_Aim of the exercise_
Copy out every one of the entries below word for word, keeping each on its own line.

_Extracted material_
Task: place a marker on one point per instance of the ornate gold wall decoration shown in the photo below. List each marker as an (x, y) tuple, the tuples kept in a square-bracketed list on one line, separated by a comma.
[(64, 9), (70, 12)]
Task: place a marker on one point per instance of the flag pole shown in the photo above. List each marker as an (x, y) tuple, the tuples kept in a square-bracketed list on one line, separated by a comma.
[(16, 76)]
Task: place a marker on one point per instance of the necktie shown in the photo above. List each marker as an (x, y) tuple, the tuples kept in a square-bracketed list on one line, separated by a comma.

_Answer to this problem_
Task: place a marker on one point per instance of the ornate gold wall decoration shown in the photo below. List each marker as an (x, y) tuple, the tuples kept in a square-bracketed list on one line, separated by a comma.
[(64, 9), (70, 12)]
Task: place a marker on one point per instance of the flag pole shown in the photo above. List each marker as an (x, y) tuple, the tuples kept in a square-bracketed list on one line, separated by a comma.
[(16, 76)]
Task: place a marker on one point per instance of the necktie shown in the photo above. List each marker as an (x, y) tuple, the tuples kept in a square-bracketed list on one line, separated by a comma.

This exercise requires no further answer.